**SELECTED PASSAGE**:
From Competence to Trust: How Entrustable Professional Activities Are Reframing Emergency Medicine Training

Entrustable Professional Activities (EPAs) are helping training programmes worldwide assess what truly matters: the ability to manage real emergency patients independently.

 

Author: Dr David Teng

 

 

 

Introduction

Emergency Medicine is, by nature, a specialty defined by action. We resuscitate, manage patients with a broad variety of undifferentiated presentations, decide, lead, teach, and adapt—often simultaneously, and always under uncertainty. Yet for decades, our training and assessment systems have struggled to capture this reality in a coherent way.

Enter Entrustable Professional Activities (EPAs).

EPAs are rapidly becoming a cornerstone of competency-based medical education because they shift the focus from abstract abilities to real clinical work. Instead of asking, “Is this trainee competent in airway management, communication, and clinical reasoning?”, EPAs ask a far more practical question:

“Can I trust this doctor to manage this emergency patient independently?”

 

What Are EPAs in Practical Emergency Medicine Terms?

An EPA is a unit of professional work that:

• Is observable in day-to-day practice

• Requires integration of multiple competencies

• Can be entrusted to a trainee once sufficient competence is demonstrated

In Emergency Medicine, this maps naturally to what we already do. For example:

• Running a resuscitation

• Managing an undifferentiated patient in the Emergency Department

• Leading a shift with multiple simultaneous patients

Each of these tasks blends medical expertise, decision-making, communication, leadership, and professionalism into a single, meaningful clinical activity.

 

A Global Emergency Medicine Perspective: The IFEM Core EPAs

A recent paper in the International Journal of Emergency Medicine describes an International Federation for Emergency Medicine (IFEM) initiative to define a small set of core EPAs for Emergency Medicine specialists worldwide. The Education Practice Group (formerly the Core Curriculum & Education committee) led a nominal group methodology and quality review to determine five core EPAs that define what it means to function as an independent Emergency Physician:

  1. Managing patient resuscitation

  2. Managing adult and/or paediatric non-resuscitative emergency care

  3. Managing multiple emergency patients simultaneously

  4. Maintaining quality and safety in emergency care

  5. Teaching and supervising emergency care staff

 

Rather than being a long checklist, these five EPAs describe the essence of Emergency Medicine practice, across systems, countries, and resource settings.

**ENTRIES SUPPLIED**:
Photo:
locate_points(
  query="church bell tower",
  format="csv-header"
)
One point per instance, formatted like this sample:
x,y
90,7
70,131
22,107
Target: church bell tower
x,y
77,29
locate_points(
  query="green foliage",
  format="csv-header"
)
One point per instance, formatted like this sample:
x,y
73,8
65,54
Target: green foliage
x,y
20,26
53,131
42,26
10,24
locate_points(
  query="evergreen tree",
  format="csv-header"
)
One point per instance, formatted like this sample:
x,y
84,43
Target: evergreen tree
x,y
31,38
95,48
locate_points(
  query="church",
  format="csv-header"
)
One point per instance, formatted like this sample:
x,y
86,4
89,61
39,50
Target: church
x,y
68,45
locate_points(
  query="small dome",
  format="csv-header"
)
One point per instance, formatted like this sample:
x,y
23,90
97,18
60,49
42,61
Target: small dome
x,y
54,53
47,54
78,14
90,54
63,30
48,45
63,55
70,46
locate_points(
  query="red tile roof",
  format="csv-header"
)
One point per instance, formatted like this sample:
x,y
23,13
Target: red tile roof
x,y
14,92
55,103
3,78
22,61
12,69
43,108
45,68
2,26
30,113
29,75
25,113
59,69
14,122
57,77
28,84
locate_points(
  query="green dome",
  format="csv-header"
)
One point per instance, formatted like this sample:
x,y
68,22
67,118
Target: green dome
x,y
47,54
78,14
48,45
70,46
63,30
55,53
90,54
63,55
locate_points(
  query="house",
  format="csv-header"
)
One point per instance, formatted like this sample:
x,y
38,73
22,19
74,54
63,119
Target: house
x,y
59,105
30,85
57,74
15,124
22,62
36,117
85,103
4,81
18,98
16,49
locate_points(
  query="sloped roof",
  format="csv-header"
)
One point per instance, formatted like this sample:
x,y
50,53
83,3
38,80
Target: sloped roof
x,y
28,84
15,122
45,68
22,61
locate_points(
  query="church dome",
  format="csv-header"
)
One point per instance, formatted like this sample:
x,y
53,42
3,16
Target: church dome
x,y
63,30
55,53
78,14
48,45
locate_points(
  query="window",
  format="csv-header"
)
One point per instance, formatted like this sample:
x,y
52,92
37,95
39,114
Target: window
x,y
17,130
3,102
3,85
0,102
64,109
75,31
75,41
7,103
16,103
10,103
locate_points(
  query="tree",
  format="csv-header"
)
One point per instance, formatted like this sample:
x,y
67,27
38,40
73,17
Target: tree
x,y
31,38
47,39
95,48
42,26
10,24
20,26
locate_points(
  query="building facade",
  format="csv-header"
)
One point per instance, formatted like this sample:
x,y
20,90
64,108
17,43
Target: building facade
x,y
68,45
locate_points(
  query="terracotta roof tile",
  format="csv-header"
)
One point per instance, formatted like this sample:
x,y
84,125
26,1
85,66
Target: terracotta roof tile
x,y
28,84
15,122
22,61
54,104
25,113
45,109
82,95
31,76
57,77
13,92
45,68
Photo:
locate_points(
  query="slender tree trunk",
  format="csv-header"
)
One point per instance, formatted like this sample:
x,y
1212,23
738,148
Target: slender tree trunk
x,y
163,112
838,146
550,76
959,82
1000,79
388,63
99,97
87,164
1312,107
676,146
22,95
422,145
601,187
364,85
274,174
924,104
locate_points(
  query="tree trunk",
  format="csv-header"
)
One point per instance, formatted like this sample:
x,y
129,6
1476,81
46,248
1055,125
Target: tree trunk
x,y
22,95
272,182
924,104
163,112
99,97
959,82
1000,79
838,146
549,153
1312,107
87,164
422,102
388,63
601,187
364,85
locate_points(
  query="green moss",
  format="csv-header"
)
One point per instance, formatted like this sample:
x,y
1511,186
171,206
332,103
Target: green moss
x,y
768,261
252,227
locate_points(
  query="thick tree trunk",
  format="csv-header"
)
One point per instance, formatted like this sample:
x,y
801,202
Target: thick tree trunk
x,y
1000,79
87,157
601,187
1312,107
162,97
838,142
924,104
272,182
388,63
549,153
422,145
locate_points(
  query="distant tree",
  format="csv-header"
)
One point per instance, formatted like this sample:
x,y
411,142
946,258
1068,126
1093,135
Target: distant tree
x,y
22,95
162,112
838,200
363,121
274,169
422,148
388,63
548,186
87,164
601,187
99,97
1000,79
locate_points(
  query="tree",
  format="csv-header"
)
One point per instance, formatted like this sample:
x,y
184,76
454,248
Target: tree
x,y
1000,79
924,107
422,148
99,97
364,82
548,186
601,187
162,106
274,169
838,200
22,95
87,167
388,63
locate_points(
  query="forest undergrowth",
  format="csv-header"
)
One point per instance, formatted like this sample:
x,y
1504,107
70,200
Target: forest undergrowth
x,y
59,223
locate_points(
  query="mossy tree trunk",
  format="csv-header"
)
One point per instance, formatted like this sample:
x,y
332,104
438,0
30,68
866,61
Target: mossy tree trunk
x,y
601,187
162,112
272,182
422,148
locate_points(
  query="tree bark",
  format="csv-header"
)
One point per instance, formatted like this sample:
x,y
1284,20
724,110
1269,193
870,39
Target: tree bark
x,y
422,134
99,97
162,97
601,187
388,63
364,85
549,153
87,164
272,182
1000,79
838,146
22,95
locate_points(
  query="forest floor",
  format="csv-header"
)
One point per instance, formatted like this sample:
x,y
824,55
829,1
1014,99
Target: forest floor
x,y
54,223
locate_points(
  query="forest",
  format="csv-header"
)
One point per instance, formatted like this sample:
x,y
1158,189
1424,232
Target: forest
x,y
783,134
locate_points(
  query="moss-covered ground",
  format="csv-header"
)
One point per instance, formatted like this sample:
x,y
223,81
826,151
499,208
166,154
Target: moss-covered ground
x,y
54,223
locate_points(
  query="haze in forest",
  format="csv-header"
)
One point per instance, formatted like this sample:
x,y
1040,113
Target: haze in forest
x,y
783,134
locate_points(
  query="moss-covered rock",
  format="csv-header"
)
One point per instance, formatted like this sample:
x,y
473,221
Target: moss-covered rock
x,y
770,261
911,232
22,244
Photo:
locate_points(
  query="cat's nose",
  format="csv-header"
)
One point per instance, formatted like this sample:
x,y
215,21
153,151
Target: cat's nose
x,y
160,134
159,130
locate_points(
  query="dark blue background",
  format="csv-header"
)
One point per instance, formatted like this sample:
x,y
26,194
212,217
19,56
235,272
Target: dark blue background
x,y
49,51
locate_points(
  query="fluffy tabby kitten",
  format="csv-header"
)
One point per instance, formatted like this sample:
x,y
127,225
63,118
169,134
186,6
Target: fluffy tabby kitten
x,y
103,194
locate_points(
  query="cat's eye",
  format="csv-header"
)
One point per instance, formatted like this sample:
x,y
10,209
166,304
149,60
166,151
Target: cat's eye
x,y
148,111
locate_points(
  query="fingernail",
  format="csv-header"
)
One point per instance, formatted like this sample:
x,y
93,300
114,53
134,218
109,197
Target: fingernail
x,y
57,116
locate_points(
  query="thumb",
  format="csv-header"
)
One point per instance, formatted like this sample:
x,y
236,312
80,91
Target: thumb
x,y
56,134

**WHAT THIS EXERCISE ASKS**:
1. In the article on Entrustable Professional Activities, what was the Education Practice Group formerly called?
2. Rewrite the part of the article on Entrustable Professional Activities that begins at the words "3. Managing multiple" and stops after "and resource settings.", swapping "checklist" for "to-do list".

**LIST OF SOLUTIONS**:
1. The Core Curriculum & Education committee.

2.
3. Managing multiple emergency patients simultaneously

  4. Maintaining quality and safety in emergency care

  5. Teaching and supervising emergency care staff

 

Rather than being a long to-do list, these five EPAs describe the essence of Emergency Medicine practice, across systems, countries, and resource settings.